TRABAJO SOLICITADO:
1. Responde, según el artículo sobre Ben Johnson:
(a) ¿En qué fecha dio positivo en la prueba antidopaje?
(b) ¿A qué edad emigró a Canadá?
(c) ¿Con qué atleta mantuvo una rivalidad crispante?
2. Reproduce sin cambios el pasaje del artículo sobre Ben Johnson que comienza en las palabras "La historia del" y termina tras "en ese momento.".

ARTÍCULO:
###

La historia del deporte cambió para siempre el 5 de septiembre de 1988. Ben Johnson, que había deslumbrado al mundo en la carrera de los 100 metros planos, dio positivo en la prueba antidopaje. El cuento de hadas terminó. La gloria nunca fue tan efímera como en ese momento.
Big Ben, como se le conocía, emigró a Canadá a los 14 años. En Jamaica conoció la pobreza en carne propia. Jamás le gustaron los reflectores, aunque con el tiempo terminó acaparándolos, para bien y para mal. Su tartamudez le hacía rehuir de las entrevistas. Se encerraba en su mundo y en sus certezas.
Johnson mantuvo una rivalidad crispante con Carl Lewis. Mientras Carl creía su destino manifiesto, haciendo pedazos a todos los rivales y marcas que estuvieran enfrente, Ben tenía un perfil mucho más bajo. Discreto e introvertido, Johson tenía que callar con amargura ante cada nueva derrota. Lewis se llevaba todos los reflectores, porque desde su irrupción en los Juegos Olímpicos de Los Ángeles 84, todos los aplausos en el atletismo estaban monopolizados.

###

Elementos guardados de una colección
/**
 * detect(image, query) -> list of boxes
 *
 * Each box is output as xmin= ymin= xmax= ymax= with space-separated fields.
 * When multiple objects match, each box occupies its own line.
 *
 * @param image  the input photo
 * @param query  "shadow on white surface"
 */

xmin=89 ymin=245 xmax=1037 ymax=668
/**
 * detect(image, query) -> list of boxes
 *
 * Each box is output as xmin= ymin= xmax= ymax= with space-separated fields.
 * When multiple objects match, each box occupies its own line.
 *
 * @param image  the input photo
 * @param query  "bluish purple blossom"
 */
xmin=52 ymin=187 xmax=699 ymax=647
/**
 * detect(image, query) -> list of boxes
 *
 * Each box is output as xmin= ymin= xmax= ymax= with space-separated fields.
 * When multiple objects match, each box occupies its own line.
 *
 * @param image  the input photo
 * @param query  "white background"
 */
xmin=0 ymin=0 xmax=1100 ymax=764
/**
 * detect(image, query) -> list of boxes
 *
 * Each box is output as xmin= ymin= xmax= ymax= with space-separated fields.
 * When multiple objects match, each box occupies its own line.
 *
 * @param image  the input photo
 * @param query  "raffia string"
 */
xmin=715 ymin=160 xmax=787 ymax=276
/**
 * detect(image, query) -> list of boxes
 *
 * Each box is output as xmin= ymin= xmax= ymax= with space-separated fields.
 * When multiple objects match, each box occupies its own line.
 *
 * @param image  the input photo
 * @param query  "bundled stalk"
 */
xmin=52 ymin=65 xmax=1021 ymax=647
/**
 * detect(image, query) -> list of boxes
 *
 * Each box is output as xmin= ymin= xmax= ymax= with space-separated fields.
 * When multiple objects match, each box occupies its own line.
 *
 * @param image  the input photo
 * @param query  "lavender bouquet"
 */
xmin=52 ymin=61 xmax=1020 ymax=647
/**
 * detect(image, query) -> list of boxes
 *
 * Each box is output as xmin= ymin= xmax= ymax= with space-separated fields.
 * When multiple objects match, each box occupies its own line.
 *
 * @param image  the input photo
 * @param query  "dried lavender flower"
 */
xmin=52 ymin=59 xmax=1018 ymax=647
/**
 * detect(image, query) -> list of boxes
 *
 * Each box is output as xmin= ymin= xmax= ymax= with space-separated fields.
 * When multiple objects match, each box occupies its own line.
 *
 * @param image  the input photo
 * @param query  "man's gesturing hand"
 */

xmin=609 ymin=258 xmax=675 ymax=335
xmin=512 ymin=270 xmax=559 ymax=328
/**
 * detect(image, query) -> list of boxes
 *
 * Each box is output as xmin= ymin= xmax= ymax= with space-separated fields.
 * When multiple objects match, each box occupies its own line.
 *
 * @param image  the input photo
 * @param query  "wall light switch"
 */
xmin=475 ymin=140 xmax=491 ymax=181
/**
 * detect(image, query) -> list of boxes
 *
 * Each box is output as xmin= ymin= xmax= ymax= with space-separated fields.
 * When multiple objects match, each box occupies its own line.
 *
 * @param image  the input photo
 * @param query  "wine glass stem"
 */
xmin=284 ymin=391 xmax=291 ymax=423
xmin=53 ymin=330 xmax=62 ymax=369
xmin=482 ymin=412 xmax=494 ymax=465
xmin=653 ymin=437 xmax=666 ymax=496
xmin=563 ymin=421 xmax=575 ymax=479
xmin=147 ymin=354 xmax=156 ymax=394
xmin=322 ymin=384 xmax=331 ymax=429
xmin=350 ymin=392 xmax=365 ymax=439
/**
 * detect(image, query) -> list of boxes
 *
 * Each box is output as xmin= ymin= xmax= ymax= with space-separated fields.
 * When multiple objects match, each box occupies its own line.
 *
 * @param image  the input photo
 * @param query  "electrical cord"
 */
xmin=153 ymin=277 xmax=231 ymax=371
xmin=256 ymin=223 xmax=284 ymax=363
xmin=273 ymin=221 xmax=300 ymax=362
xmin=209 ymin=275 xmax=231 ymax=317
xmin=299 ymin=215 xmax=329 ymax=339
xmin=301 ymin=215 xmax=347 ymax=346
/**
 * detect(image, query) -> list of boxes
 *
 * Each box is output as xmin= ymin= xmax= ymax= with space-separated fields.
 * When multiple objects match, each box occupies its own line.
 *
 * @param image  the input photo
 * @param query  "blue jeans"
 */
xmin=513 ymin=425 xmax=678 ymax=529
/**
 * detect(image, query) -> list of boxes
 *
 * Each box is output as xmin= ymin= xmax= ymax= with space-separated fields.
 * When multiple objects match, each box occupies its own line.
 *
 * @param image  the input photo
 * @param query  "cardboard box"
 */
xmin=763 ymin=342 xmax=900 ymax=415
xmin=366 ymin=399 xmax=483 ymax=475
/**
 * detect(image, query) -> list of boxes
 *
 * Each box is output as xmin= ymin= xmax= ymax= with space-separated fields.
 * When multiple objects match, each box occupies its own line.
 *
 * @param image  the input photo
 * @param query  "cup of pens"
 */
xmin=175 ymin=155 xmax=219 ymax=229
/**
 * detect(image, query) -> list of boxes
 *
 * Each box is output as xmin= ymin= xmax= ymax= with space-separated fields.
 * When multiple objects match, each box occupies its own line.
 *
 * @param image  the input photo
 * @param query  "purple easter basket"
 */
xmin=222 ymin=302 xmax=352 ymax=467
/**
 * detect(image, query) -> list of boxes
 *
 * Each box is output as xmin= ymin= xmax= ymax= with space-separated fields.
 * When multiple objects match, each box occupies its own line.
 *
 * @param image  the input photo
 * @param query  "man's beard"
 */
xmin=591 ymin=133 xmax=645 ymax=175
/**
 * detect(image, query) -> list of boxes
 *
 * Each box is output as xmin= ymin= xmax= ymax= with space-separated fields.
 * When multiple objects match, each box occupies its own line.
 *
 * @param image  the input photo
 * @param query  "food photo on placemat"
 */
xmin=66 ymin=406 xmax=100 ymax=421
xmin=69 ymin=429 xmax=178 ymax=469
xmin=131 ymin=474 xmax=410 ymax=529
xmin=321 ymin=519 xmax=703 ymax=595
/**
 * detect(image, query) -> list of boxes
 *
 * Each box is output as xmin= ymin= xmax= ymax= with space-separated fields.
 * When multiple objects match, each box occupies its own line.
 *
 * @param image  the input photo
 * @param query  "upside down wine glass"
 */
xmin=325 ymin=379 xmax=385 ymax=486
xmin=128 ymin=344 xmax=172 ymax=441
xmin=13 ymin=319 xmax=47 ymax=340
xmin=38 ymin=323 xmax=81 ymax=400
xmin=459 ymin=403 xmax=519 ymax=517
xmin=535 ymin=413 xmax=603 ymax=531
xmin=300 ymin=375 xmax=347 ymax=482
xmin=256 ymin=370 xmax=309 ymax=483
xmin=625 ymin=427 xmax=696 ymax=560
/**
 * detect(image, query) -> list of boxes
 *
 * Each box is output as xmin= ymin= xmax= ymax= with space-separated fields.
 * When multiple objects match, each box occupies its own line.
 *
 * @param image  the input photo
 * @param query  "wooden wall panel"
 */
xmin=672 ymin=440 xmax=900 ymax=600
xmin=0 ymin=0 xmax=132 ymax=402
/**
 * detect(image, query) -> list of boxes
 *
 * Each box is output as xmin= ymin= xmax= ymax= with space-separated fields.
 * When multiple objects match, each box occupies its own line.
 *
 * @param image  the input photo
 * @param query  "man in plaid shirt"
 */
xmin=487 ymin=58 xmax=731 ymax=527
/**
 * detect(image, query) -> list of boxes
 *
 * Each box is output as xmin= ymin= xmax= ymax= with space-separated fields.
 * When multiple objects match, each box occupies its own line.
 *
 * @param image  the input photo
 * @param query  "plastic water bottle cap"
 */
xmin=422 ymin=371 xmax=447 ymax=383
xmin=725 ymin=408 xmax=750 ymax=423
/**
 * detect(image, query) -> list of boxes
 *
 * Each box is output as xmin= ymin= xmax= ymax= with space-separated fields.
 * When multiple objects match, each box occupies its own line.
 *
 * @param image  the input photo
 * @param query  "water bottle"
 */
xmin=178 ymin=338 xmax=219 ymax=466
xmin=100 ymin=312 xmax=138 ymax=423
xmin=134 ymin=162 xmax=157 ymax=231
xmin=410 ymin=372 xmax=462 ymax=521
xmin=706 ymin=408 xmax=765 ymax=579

###

RESULTADOS POR TAREA:
1.
(a) El 5 de septiembre de 1988.
(b) A los 14 años.
(c) Con Carl Lewis.

2.
La historia del deporte cambió para siempre el 5 de septiembre de 1988. Ben Johnson, que había deslumbrado al mundo en la carrera de los 100 metros planos, dio positivo en la prueba antidopaje. El cuento de hadas terminó. La gloria nunca fue tan efímera como en ese momento.